TASK:
Rewrite the records below with every "segmentation" changed to "outline", leaving everything else as it stands.

THE INPUT:
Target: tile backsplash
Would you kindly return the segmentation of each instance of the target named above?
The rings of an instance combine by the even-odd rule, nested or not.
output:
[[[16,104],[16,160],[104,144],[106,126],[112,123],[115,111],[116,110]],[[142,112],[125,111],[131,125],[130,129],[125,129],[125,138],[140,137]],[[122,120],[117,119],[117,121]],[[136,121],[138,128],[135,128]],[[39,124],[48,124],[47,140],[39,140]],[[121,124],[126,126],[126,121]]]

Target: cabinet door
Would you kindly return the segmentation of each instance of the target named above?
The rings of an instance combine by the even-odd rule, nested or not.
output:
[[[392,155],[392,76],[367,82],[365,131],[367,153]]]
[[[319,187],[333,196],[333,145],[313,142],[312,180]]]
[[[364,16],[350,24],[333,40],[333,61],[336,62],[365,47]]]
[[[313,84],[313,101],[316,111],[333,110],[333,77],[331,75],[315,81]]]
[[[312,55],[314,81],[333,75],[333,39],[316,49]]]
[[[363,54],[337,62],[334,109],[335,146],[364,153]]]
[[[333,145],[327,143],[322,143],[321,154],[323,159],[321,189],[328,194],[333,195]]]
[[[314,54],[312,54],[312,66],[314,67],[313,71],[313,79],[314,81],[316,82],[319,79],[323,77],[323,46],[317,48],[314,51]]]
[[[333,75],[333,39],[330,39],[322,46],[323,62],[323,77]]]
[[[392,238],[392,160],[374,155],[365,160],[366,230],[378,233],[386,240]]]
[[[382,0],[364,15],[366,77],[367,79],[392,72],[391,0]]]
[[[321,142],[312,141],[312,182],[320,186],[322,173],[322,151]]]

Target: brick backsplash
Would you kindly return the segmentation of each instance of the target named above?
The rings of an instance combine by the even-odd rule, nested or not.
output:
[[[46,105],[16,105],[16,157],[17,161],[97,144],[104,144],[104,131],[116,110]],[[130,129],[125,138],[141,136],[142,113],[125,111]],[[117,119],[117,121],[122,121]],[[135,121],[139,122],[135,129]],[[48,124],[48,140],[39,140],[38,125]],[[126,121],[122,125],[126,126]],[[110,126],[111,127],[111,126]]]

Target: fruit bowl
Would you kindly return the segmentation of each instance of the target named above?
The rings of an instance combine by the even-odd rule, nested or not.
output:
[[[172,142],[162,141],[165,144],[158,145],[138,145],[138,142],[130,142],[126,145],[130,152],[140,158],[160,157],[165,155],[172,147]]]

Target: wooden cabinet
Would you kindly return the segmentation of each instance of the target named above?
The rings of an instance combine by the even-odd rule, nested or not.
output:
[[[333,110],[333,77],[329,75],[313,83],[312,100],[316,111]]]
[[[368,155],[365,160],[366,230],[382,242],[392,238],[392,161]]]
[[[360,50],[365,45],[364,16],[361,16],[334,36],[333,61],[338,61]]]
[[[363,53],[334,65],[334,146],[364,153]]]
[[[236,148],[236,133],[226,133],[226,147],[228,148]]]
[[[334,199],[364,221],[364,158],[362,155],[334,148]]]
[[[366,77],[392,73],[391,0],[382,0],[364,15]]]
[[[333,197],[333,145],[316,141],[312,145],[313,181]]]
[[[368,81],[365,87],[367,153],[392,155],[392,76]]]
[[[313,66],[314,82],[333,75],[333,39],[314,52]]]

THE ANSWER:
Target: tile backsplash
Would you kindly return the outline of each instance of the target named above?
The rings of an instance combine by the even-odd rule, nested or not.
output:
[[[16,104],[16,160],[104,144],[106,126],[112,123],[115,111],[116,110]],[[142,112],[125,111],[131,125],[130,129],[125,129],[125,138],[140,137]],[[122,120],[117,119],[117,121]],[[136,121],[138,128],[135,128]],[[39,124],[48,124],[47,140],[39,140]],[[121,124],[126,126],[126,121]]]

Target: cabinet door
Would you kindly return the outline of each instance of the target named above?
The rings of an instance combine by the even-odd rule, nested or not.
output:
[[[392,155],[392,76],[367,82],[365,131],[367,153]]]
[[[319,187],[333,196],[333,145],[313,142],[312,180]]]
[[[364,16],[350,24],[333,40],[333,61],[336,62],[365,47]]]
[[[313,84],[313,101],[316,111],[333,110],[333,77],[331,75],[315,81]]]
[[[312,55],[314,81],[333,75],[333,39],[316,49]]]
[[[363,54],[337,62],[334,109],[335,146],[364,153]]]
[[[333,145],[327,143],[322,143],[321,154],[323,159],[321,189],[328,194],[333,195]]]
[[[314,54],[312,54],[312,66],[314,67],[313,71],[313,79],[314,81],[316,82],[319,79],[323,77],[323,46],[317,48],[314,51]]]
[[[333,75],[333,39],[330,39],[322,46],[323,62],[323,77]]]
[[[392,238],[392,160],[374,155],[365,160],[366,230],[378,233],[386,240]]]
[[[382,0],[364,15],[366,77],[367,79],[392,72],[391,0]]]
[[[321,142],[312,141],[312,182],[320,186],[322,173],[322,151]]]

Target: brick backsplash
Would you kindly return the outline of each instance of the target named above?
The rings of an instance combine by the even-odd rule, nested or not.
output:
[[[46,105],[16,105],[16,157],[17,161],[97,144],[104,144],[104,131],[116,110]],[[130,129],[125,138],[141,136],[142,113],[125,111]],[[117,119],[117,121],[122,121]],[[135,121],[139,122],[135,129]],[[48,124],[48,140],[39,140],[38,125]],[[126,121],[122,125],[126,126]],[[110,126],[111,127],[111,126]]]

Target: fruit bowl
Would you kindly return the outline of each instance of the target named above?
The rings of an instance combine by the even-odd rule, nested or not.
output:
[[[172,142],[162,141],[165,144],[158,145],[138,145],[138,142],[130,142],[126,145],[130,152],[140,158],[160,157],[165,155],[172,147]]]

Target: wooden cabinet
Would you kindly return the outline of each instance of the target named above?
The rings of an instance combine by the even-odd rule, nested or not.
output:
[[[333,110],[333,77],[329,75],[313,83],[312,100],[316,111]]]
[[[368,155],[365,160],[366,230],[382,242],[392,238],[392,161]]]
[[[360,50],[365,45],[364,16],[361,16],[334,36],[333,61],[338,61]]]
[[[363,53],[334,65],[334,146],[364,153]]]
[[[236,148],[236,133],[226,133],[226,147],[228,148]]]
[[[334,199],[364,221],[364,158],[362,155],[334,148]]]
[[[366,77],[392,73],[391,0],[382,0],[364,15]]]
[[[333,197],[333,145],[316,141],[312,145],[313,181]]]
[[[368,81],[365,87],[367,153],[392,155],[392,76]]]
[[[313,66],[314,82],[333,75],[333,39],[314,52]]]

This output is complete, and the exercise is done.